Page excerpt:
-.-.-

No. 19 – Georgia Bulldogs
- Position: Linebacker
- Class: Junior

Personal information
- Born: January 30, 2006 (age 20)
- Listed height: 6 ft 2 in (1.88 m)
- Listed weight: 225 lb (102 kg)

Career information
- High school: Oak Ridge (Montgomery County, Texas)
- College: Georgia (2024–present)
- Stats at ESPN

= Justin Williams (American football) =

American football player (born 2006)

Justin Williams (born January 30, 2006) is an American college football linebacker for the Georgia Bulldogs of the Southeastern Conference (SEC).

==Early life==
Williams is from Conroe, Texas. He started playing football at age six, following after several of his older brothers. He attended Oak Ridge High School where he played football and was a top linebacker. As a junior, he recorded 105 tackles, 18 tackles-for-loss (TFLs) and 8 1/2 sacks while being named the Texas 13-6A Defensive Player of the Year. He then had 105 tackles, 37 TFLs, 8 1/2 sacks and seven forced fumbles as a senior while being named the All-Greater Houston Defensive Player of the Year. A five-star recruit, a top-15 prospect nationally and the number one-ranked linebacker in the class of 2024, he committed to play college football for the Georgia Bulldogs.

==College career==
Williams was used as a backup as a freshman, mainly appearing on special teams. He played in 12 games, recording two tackles and one tackle-for-loss during the 2024 season.

-.-.-

Required work: Reproduce the Justin Williams page excerpt word for word, from start to finish. The entries that follow are not needed for this exercise.

-.-.-

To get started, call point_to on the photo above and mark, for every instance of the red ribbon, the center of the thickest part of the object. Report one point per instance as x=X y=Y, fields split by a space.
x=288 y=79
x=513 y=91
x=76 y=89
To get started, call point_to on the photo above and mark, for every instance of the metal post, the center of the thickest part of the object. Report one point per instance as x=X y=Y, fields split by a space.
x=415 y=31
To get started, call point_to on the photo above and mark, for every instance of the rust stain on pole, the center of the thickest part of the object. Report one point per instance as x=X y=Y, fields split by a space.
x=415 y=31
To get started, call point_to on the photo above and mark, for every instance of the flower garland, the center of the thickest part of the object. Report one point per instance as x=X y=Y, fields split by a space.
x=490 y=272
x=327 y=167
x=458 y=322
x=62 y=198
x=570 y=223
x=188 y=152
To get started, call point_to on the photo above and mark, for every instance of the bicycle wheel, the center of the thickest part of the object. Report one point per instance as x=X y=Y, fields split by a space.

-.-.-

Response box:
No. 19 – Georgia Bulldogs
- Position: Linebacker
- Class: Junior

Personal information
- Born: January 30, 2006 (age 20)
- Listed height: 6 ft 2 in (1.88 m)
- Listed weight: 225 lb (102 kg)

Career information
- High school: Oak Ridge (Montgomery County, Texas)
- College: Georgia (2024–present)
- Stats at ESPN

= Justin Williams (American football) =

American football player (born 2006)

Justin Williams (born January 30, 2006) is an American college football linebacker for the Georgia Bulldogs of the Southeastern Conference (SEC).

==Early life==
Williams is from Conroe, Texas. He started playing football at age six, following after several of his older brothers. He attended Oak Ridge High School where he played football and was a top linebacker. As a junior, he recorded 105 tackles, 18 tackles-for-loss (TFLs) and 8 1/2 sacks while being named the Texas 13-6A Defensive Player of the Year. He then had 105 tackles, 37 TFLs, 8 1/2 sacks and seven forced fumbles as a senior while being named the All-Greater Houston Defensive Player of the Year. A five-star recruit, a top-15 prospect nationally and the number one-ranked linebacker in the class of 2024, he committed to play college football for the Georgia Bulldogs.

==College career==
Williams was used as a backup as a freshman, mainly appearing on special teams. He played in 12 games, recording two tackles and one tackle-for-loss during the 2024 season.